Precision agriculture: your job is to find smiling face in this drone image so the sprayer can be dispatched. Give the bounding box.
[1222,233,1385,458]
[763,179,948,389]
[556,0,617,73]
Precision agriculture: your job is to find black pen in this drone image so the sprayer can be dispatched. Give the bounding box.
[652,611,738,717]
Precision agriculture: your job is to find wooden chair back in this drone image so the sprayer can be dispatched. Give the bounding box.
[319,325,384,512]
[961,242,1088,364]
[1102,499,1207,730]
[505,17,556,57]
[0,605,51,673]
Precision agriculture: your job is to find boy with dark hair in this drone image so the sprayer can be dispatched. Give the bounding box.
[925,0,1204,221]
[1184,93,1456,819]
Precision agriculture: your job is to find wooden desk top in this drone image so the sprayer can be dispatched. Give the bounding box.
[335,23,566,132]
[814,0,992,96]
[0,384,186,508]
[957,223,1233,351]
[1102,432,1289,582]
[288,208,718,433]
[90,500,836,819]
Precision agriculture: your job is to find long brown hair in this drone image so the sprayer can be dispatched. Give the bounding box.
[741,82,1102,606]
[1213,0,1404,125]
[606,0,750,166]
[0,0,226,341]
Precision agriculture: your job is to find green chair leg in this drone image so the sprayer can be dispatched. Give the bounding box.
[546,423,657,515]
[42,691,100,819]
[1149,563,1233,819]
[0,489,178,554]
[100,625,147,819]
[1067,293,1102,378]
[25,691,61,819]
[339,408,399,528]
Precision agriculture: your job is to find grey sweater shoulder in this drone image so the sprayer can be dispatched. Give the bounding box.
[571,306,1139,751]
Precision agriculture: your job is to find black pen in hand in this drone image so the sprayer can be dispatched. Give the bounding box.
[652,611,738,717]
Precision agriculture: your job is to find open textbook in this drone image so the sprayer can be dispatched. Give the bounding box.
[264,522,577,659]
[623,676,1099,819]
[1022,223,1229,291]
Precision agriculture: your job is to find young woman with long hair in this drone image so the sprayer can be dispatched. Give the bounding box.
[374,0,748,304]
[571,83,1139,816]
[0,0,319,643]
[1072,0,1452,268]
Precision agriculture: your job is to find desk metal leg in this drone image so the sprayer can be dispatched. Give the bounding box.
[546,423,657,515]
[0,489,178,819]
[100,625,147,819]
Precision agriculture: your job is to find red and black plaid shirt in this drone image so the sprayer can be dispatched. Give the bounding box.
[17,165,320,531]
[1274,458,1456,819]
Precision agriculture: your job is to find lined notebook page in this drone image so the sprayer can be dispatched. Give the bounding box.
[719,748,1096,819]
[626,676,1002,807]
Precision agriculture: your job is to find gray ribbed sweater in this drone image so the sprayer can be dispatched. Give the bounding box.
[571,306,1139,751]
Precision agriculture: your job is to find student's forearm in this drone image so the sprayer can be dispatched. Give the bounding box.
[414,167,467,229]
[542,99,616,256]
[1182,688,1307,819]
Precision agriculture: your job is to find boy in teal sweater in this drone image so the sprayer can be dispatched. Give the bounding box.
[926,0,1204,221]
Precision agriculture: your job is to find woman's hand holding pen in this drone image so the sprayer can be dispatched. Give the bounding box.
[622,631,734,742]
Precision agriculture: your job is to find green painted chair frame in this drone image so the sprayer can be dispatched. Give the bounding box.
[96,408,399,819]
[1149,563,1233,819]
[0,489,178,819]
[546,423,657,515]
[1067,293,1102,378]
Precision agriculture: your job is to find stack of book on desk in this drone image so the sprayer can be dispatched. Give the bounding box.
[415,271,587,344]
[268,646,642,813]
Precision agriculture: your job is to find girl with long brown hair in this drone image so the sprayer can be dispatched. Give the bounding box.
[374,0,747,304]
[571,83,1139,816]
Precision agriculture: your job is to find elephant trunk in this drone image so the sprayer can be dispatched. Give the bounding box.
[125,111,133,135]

◇ ◇ ◇ ◇ ◇ ◇ ◇

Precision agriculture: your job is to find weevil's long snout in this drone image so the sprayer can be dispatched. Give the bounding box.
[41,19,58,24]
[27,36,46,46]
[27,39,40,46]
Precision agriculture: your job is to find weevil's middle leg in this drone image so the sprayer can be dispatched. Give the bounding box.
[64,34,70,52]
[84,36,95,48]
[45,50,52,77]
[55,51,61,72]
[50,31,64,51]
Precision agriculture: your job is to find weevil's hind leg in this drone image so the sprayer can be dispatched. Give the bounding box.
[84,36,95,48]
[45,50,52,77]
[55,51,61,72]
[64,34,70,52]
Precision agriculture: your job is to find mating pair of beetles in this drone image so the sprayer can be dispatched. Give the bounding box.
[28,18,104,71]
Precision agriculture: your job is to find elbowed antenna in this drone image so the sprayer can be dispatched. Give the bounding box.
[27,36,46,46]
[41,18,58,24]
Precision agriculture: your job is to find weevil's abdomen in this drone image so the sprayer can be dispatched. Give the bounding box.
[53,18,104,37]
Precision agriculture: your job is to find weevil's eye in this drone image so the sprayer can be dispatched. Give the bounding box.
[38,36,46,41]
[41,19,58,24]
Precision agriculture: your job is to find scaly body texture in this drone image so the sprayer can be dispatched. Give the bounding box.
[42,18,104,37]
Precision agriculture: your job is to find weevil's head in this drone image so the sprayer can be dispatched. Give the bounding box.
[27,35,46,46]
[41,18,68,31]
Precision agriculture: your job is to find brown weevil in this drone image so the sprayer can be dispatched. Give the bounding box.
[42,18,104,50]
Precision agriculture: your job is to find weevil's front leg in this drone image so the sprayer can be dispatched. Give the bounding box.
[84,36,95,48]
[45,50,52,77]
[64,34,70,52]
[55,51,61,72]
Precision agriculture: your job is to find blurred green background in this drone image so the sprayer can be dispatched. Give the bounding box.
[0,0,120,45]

◇ ◇ ◇ ◇ ◇ ◇ ◇

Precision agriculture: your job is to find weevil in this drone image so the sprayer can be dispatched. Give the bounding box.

◇ ◇ ◇ ◇ ◇ ◇ ◇

◆ **WHAT IS ASKED**:
Reproduce without any change the records between the line holding "Precision agriculture: your job is to find elbowed" and the line holding "[0,0,120,45]", inclusive.

◆ **SOLUTION TO THIS TASK**:
Precision agriculture: your job is to find elbowed antenna in this drone image so the sprayer can be dispatched. Give the bounding box.
[27,36,46,46]
[41,18,58,24]
Precision agriculture: your job is to find weevil's abdomen in this drone image so the sprayer can be dispatched. Give the bounding box.
[53,18,104,37]
Precision agriculture: your job is to find weevil's eye in this drone image so the sprayer can be dispatched. Give the bounding box.
[38,36,46,41]
[41,19,58,24]
Precision agriculture: your job is to find scaly body texture in this drone image so the sprayer can be dispatched. Give the bounding box.
[42,18,104,37]
Precision agriculture: your job is to find weevil's head in this drone image so the sprayer can be dispatched. Give the bounding box.
[27,35,46,46]
[41,18,68,31]
Precision agriculture: your job is to find brown weevil in this drone image so the sprayer can be dispatched. Give the bounding box.
[42,18,104,50]
Precision agriculture: your job is to find weevil's front leg in this drone image so the sprayer can be dispatched. Give the bounding box.
[84,36,95,48]
[45,50,52,77]
[64,34,70,52]
[55,51,61,72]
Precision agriculture: your job is to find blurred green background in this drone image so the sprayer can be dispatched. Give the bounding box.
[0,0,120,45]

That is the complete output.